┌────────
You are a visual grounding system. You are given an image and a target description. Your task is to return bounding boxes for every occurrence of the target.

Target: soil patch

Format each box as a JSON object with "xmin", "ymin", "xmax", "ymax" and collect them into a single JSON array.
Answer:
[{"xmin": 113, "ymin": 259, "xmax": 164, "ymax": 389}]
└────────
* Set task *
Transcribe every one of the rows above verbatim, changing nothing.

* Solution below *
You are a visual grounding system. You are given an image and a target description. Your task is to return bounding boxes for every occurrence of the target.

Target: soil patch

Format each box as a JSON object with "xmin", "ymin", "xmax", "ymax" and collect them into a single JSON array.
Answer:
[{"xmin": 113, "ymin": 259, "xmax": 164, "ymax": 389}]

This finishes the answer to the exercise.